Tarefas obrigatórias.
(A) De acordo com a crítica do filme “Górgona”, por quantos anos os diretores acompanharam a atriz nos bastidores, e de qual espetáculo?
(B) Relacione todas as pessoas mencionadas pelo nome na crítica do filme “Górgona”.
(C) Prossiga com a crítica do filme “Górgona” a partir da última frase apresentada.

Trecho do documento.

Com uma carreira de mais de 30 peças e passagens por grupos relevantes, como Oficina e Ornitorrinco, ela poderia ser tema de um documentário afeito às convenções, com dezenas de depoimentos de amigos e fotos antigas. Talvez até se tornasse uma homenagem digna, mas com o efeito de circunscrever o trabalho da atriz ao passado.

Não há nada disso em “Górgona”, filme que acaba de entrar em cartaz. Os jovens Fábio Furtado e Pedro Jezler tomam outro rumo, mais ousado e, assim, coerente com o estilo vigoroso e inquieto de Maria Alice.

Acompanharam a atriz ao longo de cinco anos nos bastidores do espetáculo “As Três Velhas”. Furtado e Jezler estão atentos à capacidade dela de conciliar direção e interpretação nessa peça do chileno Alejandro Jodorowsky. Mas não só. Há ainda o fato de que o trabalho tenha se desenvolvido com Maria Alice já na casa dos 80 anos e acometida pela doença de Parkinson.   

Ao optar por um caminho heterodoxo para retratá-la, os diretores se expõem mais aos erros, que não são poucos. Do ponto de vista da fotografia, especialmente na primeira metade, o filme cai em exercícios estéticos inócuos ao mirar ângulos dos bastidores teatrais.

É de se notar ainda uma questão moral. Artista corajosa, que se fortalece continuamente com o humor, Maria Alice não é do tipo que pede piedade em meio à decadência física. Nesse sentido, é um equívoco da direção se estender na cena em que dois homens ajudam a atriz a subir uma escada vagarosamente.

(Registros de uma coleção)
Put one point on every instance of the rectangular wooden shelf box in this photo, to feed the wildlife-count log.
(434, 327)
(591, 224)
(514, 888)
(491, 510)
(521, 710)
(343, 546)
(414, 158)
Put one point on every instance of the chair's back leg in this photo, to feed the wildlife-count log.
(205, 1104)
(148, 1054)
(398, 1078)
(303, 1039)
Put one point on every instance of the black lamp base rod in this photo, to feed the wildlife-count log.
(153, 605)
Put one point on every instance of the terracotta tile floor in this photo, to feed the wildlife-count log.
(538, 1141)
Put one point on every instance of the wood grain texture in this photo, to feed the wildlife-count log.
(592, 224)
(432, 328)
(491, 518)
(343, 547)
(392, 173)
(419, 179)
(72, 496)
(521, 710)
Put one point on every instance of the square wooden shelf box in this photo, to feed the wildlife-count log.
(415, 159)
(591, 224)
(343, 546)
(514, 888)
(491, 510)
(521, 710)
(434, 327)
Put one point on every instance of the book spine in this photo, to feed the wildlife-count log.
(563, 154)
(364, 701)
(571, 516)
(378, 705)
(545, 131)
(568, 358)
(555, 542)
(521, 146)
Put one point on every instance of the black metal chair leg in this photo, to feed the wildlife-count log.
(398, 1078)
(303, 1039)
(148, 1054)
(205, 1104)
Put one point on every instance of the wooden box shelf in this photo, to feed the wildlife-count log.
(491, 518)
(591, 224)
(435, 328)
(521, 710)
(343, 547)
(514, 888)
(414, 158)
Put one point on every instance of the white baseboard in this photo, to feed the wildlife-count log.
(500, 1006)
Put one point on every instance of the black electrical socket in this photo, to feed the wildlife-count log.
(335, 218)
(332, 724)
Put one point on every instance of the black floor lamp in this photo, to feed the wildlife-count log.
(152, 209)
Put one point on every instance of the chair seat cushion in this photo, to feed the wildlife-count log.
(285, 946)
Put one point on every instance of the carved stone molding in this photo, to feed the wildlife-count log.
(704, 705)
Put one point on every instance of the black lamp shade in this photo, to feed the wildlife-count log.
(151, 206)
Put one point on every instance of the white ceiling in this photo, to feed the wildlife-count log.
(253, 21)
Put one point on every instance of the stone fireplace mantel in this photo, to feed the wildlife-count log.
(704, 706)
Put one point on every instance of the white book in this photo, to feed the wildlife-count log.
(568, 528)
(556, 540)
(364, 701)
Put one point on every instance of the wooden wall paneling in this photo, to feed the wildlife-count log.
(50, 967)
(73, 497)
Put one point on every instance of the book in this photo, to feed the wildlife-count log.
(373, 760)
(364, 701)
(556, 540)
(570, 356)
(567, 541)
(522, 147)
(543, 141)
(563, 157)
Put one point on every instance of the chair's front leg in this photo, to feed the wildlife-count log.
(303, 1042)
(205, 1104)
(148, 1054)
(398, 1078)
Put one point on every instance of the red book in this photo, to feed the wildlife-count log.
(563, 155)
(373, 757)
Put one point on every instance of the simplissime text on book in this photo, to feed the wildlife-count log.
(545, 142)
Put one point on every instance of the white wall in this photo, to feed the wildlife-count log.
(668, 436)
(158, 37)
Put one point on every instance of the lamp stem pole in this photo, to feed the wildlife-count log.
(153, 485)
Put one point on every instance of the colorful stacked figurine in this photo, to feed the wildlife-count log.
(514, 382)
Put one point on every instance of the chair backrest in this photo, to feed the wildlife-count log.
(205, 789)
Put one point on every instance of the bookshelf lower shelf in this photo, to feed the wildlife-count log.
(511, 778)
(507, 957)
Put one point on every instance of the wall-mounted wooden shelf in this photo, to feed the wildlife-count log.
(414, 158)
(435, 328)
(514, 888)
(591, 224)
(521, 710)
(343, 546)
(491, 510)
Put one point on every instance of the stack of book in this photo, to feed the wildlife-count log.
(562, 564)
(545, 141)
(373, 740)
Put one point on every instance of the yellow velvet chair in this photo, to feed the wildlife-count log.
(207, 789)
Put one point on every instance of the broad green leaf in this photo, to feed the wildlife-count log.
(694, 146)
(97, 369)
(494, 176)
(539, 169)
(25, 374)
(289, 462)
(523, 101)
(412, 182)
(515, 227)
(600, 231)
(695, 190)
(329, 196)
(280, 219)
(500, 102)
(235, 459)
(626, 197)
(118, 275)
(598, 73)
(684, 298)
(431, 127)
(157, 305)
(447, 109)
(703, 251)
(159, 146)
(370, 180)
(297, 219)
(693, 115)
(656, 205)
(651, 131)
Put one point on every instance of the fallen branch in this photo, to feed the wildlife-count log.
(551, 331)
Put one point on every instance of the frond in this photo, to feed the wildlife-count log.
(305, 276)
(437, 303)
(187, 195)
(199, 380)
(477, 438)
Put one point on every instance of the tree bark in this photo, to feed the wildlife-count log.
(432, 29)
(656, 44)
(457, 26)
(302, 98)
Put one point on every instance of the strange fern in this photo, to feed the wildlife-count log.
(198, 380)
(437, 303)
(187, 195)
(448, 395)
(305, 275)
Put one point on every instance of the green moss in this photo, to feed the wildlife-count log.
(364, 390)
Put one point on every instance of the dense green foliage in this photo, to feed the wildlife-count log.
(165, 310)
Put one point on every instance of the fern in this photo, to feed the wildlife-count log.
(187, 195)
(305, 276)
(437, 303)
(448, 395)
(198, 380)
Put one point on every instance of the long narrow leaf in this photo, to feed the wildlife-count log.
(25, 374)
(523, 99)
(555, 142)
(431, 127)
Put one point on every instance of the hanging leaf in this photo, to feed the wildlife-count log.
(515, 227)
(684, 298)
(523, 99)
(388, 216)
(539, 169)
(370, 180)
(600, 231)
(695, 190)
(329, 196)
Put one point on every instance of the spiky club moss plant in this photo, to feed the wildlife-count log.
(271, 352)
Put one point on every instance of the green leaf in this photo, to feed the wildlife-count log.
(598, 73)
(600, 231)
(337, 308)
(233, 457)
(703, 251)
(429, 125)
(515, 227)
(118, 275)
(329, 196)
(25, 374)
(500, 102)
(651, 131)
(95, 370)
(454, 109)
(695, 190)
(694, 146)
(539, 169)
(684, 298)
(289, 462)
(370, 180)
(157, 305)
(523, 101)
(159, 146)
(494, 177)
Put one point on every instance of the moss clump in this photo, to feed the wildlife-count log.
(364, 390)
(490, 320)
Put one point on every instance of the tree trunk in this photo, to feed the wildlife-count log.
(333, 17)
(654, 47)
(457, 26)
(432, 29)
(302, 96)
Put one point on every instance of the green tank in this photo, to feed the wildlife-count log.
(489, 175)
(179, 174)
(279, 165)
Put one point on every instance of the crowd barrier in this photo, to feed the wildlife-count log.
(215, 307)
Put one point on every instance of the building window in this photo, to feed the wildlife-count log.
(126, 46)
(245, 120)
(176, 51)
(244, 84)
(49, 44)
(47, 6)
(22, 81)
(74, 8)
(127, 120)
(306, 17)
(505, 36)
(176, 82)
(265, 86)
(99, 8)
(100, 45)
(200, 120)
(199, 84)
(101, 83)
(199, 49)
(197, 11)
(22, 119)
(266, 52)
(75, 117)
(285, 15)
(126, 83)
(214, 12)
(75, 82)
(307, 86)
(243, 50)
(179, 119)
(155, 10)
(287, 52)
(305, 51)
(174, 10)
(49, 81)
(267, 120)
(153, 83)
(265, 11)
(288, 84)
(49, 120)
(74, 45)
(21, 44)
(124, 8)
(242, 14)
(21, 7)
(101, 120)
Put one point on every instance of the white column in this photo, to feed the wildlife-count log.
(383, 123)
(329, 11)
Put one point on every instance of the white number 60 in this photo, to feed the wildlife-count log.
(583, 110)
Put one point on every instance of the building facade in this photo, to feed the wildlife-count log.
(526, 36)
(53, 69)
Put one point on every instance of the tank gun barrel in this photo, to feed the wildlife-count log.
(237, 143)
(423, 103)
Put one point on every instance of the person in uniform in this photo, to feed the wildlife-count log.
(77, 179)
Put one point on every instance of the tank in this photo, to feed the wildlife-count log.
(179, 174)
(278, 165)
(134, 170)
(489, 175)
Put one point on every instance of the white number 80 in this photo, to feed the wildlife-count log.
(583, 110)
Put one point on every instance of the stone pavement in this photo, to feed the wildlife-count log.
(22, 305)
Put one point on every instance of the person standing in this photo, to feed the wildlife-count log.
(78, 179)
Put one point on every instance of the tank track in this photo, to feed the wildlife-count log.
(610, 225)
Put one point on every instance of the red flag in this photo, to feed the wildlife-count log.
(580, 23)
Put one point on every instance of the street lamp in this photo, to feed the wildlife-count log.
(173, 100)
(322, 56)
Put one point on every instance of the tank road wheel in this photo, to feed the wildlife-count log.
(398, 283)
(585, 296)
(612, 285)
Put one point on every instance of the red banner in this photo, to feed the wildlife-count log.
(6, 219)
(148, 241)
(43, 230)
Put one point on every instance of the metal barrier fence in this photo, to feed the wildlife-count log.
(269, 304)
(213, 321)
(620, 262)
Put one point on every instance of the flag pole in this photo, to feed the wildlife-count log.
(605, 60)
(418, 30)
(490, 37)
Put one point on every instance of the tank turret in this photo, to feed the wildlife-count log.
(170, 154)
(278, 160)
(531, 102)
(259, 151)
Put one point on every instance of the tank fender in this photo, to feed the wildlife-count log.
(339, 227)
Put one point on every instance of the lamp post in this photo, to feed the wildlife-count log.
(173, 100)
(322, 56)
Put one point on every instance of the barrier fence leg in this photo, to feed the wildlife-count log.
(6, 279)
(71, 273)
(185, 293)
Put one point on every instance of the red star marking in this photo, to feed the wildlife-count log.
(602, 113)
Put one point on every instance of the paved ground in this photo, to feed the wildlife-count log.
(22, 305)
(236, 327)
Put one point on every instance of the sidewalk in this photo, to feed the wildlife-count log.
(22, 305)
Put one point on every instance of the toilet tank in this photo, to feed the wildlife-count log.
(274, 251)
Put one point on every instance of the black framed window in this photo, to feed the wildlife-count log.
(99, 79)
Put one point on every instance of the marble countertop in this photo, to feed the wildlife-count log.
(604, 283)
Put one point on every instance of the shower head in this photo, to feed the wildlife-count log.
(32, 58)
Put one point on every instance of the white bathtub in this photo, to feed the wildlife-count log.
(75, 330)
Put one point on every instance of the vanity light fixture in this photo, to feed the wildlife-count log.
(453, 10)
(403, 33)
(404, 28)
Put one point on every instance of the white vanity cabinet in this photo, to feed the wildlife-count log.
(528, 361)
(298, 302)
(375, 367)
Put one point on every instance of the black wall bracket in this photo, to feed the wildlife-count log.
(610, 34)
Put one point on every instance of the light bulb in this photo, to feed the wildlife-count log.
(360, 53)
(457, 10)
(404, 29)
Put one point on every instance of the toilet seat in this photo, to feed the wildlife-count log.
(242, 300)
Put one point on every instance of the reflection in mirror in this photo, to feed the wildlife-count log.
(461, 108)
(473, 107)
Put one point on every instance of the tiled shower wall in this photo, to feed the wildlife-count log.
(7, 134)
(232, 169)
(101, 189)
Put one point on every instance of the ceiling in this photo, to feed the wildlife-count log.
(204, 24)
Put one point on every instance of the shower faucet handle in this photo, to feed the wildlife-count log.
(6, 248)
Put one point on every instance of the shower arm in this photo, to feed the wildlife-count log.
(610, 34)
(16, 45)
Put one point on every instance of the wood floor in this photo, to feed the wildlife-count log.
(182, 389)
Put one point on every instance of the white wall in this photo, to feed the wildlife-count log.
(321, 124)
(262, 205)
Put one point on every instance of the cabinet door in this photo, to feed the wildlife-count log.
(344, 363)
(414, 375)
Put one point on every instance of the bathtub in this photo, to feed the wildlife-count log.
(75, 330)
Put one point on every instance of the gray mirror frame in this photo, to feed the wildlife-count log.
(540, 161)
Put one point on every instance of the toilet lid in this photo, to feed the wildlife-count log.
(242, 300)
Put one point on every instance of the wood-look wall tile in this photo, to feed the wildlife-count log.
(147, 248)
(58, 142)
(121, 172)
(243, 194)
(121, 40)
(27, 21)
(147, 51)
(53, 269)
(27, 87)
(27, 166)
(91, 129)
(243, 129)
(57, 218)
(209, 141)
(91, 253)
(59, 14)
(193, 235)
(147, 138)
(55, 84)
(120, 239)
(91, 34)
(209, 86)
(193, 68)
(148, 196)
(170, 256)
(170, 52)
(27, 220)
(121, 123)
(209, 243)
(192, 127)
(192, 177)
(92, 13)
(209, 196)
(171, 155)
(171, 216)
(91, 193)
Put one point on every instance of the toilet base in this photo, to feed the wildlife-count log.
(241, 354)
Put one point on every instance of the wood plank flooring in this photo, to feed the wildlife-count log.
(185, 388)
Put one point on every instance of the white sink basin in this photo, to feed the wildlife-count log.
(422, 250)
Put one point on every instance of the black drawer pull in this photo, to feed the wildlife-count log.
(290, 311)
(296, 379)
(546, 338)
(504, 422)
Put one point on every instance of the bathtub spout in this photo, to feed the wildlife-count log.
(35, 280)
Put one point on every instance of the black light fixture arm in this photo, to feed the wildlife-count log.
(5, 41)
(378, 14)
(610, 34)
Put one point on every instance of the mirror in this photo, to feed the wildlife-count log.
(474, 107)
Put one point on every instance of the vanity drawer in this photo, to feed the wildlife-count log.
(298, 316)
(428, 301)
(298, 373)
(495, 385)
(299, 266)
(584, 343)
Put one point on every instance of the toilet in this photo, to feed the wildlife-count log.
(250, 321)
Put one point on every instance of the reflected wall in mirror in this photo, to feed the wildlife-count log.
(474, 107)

Respostas por tarefa.
(A) Por cinco anos, nos bastidores do espetáculo “As Três Velhas”.

(B) Maria Alice, Fábio Furtado, Pedro Jezler, Alejandro Jodorowsky

(C)
Mas os acertos prevalecem. Como numa colagem, fragmentos mostram a atmosfera fraterna e, por vezes, sagrada do camarim. Sem um tom de comiseração, outras passagens evidenciam as dificuldades financeiras do teatro alternativo.

Há, sobretudo, um olhar sutil para a devoção da atriz aos palcos e para a sua força dramática. Em várias passagens, paira a dúvida: ela está, de fato, revelando questões muito particulares para a câmera ou interpretando? Essa ambiguidade é um presente para o público de “Górgona”.

O nome do filme, aliás, é um achado. Górgonas eram figuras da mitologia grega com ninhos de serpente no lugar dos cabelos. Tinham o poder de transformar em pedra aqueles que as olhassem.

Enquanto é maquiada, Maria Alice diz: “Eu entro no teatro e começo a tremer. É impressionante. A serpente entra em mim”.